**Problem description**:
Output all entries precisely.
:::
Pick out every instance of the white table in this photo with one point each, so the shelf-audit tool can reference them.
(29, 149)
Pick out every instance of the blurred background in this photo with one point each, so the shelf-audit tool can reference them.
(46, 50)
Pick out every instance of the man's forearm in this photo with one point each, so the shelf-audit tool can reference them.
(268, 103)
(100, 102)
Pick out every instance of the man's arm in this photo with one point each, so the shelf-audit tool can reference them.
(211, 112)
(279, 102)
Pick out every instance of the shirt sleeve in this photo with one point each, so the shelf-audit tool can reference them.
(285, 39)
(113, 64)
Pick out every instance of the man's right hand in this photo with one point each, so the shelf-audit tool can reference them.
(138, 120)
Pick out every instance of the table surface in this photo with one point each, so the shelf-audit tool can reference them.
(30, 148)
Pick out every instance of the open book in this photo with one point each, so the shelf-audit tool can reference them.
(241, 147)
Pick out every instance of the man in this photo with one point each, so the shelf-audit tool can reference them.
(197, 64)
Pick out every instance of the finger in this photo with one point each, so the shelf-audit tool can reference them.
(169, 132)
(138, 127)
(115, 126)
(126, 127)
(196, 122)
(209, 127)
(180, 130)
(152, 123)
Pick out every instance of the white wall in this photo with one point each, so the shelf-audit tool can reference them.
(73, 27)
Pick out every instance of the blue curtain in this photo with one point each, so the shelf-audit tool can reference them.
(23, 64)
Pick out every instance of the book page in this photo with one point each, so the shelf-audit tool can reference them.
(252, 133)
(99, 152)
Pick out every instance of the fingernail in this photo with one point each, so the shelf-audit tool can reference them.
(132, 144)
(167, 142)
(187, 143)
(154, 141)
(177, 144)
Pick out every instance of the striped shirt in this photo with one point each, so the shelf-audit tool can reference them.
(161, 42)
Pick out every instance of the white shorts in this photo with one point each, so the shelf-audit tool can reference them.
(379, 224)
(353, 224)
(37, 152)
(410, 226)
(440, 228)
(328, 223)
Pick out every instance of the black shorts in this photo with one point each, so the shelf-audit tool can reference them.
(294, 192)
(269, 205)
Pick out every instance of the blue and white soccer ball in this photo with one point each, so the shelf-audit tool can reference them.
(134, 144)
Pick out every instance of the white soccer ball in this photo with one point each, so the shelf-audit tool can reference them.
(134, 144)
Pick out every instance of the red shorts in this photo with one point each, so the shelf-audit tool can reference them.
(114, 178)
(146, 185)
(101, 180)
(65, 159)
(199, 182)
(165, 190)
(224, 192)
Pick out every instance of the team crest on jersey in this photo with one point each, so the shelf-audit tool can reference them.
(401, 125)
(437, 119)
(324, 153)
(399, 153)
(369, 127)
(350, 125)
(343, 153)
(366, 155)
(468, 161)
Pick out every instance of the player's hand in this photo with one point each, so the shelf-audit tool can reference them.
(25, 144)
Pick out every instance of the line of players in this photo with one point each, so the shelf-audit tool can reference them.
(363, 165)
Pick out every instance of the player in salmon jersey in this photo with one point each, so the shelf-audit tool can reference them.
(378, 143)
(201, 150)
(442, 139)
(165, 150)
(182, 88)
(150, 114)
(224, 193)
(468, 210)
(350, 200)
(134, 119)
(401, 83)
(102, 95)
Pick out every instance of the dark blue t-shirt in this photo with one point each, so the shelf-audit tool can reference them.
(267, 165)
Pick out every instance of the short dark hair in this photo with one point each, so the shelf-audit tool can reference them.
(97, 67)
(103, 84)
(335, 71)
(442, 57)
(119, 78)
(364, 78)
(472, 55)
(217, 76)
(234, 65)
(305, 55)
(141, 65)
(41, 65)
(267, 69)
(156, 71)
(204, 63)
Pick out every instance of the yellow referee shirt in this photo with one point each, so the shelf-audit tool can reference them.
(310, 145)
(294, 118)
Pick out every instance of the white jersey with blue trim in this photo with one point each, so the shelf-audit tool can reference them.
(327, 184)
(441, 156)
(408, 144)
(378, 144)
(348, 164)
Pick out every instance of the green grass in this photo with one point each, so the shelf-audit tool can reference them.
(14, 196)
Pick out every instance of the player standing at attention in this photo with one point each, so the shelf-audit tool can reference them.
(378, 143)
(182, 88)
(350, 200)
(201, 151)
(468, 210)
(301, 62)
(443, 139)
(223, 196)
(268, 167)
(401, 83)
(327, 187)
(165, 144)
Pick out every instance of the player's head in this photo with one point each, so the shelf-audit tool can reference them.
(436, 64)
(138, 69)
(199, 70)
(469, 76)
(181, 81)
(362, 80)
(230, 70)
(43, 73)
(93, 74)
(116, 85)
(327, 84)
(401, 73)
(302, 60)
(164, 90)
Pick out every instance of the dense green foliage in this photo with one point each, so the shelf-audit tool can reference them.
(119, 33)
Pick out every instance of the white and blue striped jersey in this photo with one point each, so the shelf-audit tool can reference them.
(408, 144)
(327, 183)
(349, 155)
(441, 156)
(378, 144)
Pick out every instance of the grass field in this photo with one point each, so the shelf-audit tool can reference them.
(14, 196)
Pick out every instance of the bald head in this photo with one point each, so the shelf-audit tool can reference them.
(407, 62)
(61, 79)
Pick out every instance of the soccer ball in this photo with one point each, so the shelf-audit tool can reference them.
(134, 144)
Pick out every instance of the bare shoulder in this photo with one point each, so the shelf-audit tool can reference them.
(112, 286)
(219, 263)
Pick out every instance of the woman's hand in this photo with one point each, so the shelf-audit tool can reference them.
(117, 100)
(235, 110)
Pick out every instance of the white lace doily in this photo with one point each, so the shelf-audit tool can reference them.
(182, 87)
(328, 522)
:::
**Your solution**:
Pick out every instance of the white table in this photo with one point each, so the shelf-audit tool can reference them.
(29, 149)
Pick out every instance of the blurred background in this photo with one point each, so the shelf-audit tool can reference them.
(46, 50)
Pick out every instance of the man's forearm in this photo with one point each, so the shelf-audit tool can reference them.
(268, 103)
(100, 102)
Pick out every instance of the man's arm in this photo with one point each, so the shelf-audit tool can reference them.
(211, 112)
(279, 102)
Pick out every instance of the shirt sleeve in this photo with one point each, so the shelf-audit tool can reference them.
(285, 39)
(113, 64)
Pick out every instance of the man's right hand in this photo with one point each, so the shelf-audit tool can reference them.
(138, 120)
Pick out every instance of the table surface in this photo with one point each, so the shelf-audit tool can reference them.
(30, 148)
Pick out every instance of the open book in this photo with one point each, so the shelf-audit tool can reference them.
(241, 147)
Pick out every instance of the man in this photo with one point each, so the shelf-audit tool can reference them.
(197, 64)
Pick out every instance of the finger in this photo with one point each, so the shelf-audit tool can reference them.
(169, 132)
(138, 127)
(115, 126)
(126, 127)
(196, 122)
(209, 127)
(180, 130)
(152, 123)
Pick out every instance of the white wall in this photo with one point each, so the shelf-audit tool can reference them.
(73, 27)
Pick out every instance of the blue curtain in this photo with one point each, so the shelf-audit tool can reference them.
(23, 64)
Pick out every instance of the book page in this photo with one point each, so the shelf-audit tool can reference them.
(252, 133)
(99, 152)
Pick out every instance of the fingernail in this photo with one point each, so the shelf-audit tool can reference them.
(132, 144)
(167, 142)
(187, 143)
(154, 141)
(177, 144)
Pick out every instance of the striped shirt in this photo with one point each, so the shelf-audit tool can reference them.
(161, 42)
Pick out every instance of the white shorts in this photo with one point each, so the shelf-audit tool can reference them.
(379, 224)
(353, 224)
(37, 152)
(410, 226)
(440, 228)
(328, 223)
Pick out every instance of the black shorts in this photo with one point each, so the shelf-audit tool can reference them.
(294, 192)
(269, 205)
Pick out every instance of the blue and white soccer ball in this photo with one point each, so the shelf-audit tool can reference them.
(134, 144)
Pick out every instance of the white soccer ball in this photo with one point each, so the shelf-audit tool can reference them.
(134, 144)
Pick out every instance of the red shorts in this photo with one point each, so the shelf-audit tool can reference them.
(114, 178)
(146, 185)
(101, 180)
(65, 159)
(199, 182)
(165, 190)
(224, 192)
Pick out every instance of the team crest on jersey in this photo with one point each, so the shelf-audit tool can reference them.
(401, 125)
(437, 119)
(324, 153)
(399, 153)
(369, 127)
(350, 125)
(343, 153)
(366, 155)
(468, 161)
Pick out every instance of the player's hand in this photo with one point each, so the shelf-audit tool can reference them.
(25, 144)
Pick out every instance of the line of players in this photo with one point each, so the shelf-audit tool can reference them.
(363, 165)
Pick out every instance of the player in salmon jersey in this photo with one point each, so the shelf-audit tool can reference them.
(378, 143)
(201, 150)
(442, 139)
(165, 150)
(182, 88)
(150, 114)
(224, 193)
(468, 210)
(350, 200)
(134, 119)
(401, 83)
(102, 95)
Pick out every instance of the dark blue t-shirt in this photo with one point each, so the shelf-audit tool can reference them.
(267, 165)
Pick out every instance of the short dark hair in this photo with one point each, so the shelf-audit tool can reference them.
(97, 67)
(103, 84)
(335, 71)
(442, 57)
(119, 78)
(364, 78)
(472, 55)
(217, 76)
(234, 65)
(305, 55)
(141, 65)
(41, 65)
(267, 69)
(156, 71)
(204, 63)
Pick out every instance of the yellow referee shirt in this photo with one point each, so the shelf-audit tool can reference them.
(310, 145)
(294, 118)
Pick out every instance of the white jersey with blue trim in this photo with one point each, so the shelf-audit tool can reference them.
(327, 184)
(441, 156)
(408, 144)
(378, 144)
(348, 164)
Pick out every instance of the green grass in this photo with one point each, so the shelf-audit tool can reference them.
(14, 196)
Pick out every instance of the player standing at attention in this photo with one point each, so the shelf-audit tool can reference them.
(378, 143)
(182, 88)
(350, 200)
(201, 151)
(468, 210)
(301, 62)
(443, 139)
(223, 196)
(268, 167)
(401, 83)
(327, 187)
(165, 144)
Pick out every instance of the player's head in this photo with one point each, so the shelf-audit tool can reference them.
(436, 64)
(138, 69)
(199, 70)
(469, 76)
(181, 81)
(362, 80)
(230, 70)
(43, 73)
(93, 74)
(116, 85)
(327, 84)
(401, 73)
(302, 60)
(164, 90)
Pick out every instance of the dense green foliage in this photo with one point each, so the shelf-audit tool can reference them.
(119, 33)
Pick out every instance of the white and blue striped jersey in this photo with one point each, so the shelf-audit tool can reference them.
(408, 144)
(327, 183)
(349, 155)
(441, 156)
(378, 144)
Pick out every instance of the grass field in this photo with one point each, so the shelf-audit tool can reference them.
(14, 196)
Pick out every instance of the bald head in this photo with one point each, so the shelf-audit tool can reference them.
(407, 62)
(61, 79)
Pick out every instance of the soccer ball in this photo with one point each, so the shelf-audit tool can reference them.
(134, 144)
Pick out every instance of the bare shoulder in this photo with one point each, so the shelf-audit tool can reference them.
(112, 286)
(219, 263)
Pick out every instance of the woman's hand in this photo with one point each, so the shelf-audit tool can reference them.
(117, 100)
(235, 110)
Pick out every instance of the white lace doily in this photo with one point each, so the shelf-audit tool can reference them.
(182, 87)
(328, 522)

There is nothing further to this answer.